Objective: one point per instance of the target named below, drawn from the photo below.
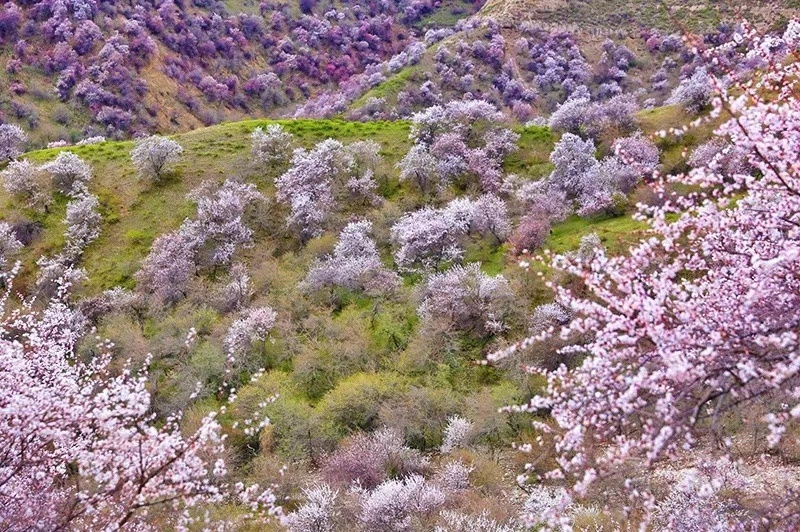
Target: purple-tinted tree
(9, 247)
(153, 156)
(354, 264)
(82, 449)
(308, 186)
(27, 183)
(272, 146)
(219, 225)
(574, 165)
(693, 92)
(465, 299)
(83, 222)
(69, 172)
(531, 233)
(490, 216)
(251, 328)
(428, 237)
(422, 168)
(12, 141)
(170, 265)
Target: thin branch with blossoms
(701, 321)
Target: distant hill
(74, 69)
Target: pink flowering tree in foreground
(695, 329)
(81, 450)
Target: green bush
(355, 403)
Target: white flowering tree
(12, 141)
(153, 156)
(354, 264)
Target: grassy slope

____________________

Exercise brief: Copy every line above word for word, leaving out the pictures.

Solution:
Objective: one point per instance of the target named below, drawn from the photo below.
Target: purple-tinted tree
(9, 247)
(153, 156)
(354, 264)
(82, 449)
(308, 186)
(27, 183)
(272, 146)
(219, 225)
(574, 165)
(693, 92)
(465, 299)
(83, 222)
(69, 172)
(531, 233)
(490, 216)
(251, 328)
(428, 237)
(422, 168)
(12, 141)
(170, 265)
Target: thin branch with blossoms
(701, 321)
Target: distant hill
(74, 69)
Target: pink flowering tree in foreground
(695, 329)
(81, 450)
Target: green bush
(355, 403)
Target: white flowering tree
(12, 141)
(153, 156)
(354, 264)
Target: grassy slope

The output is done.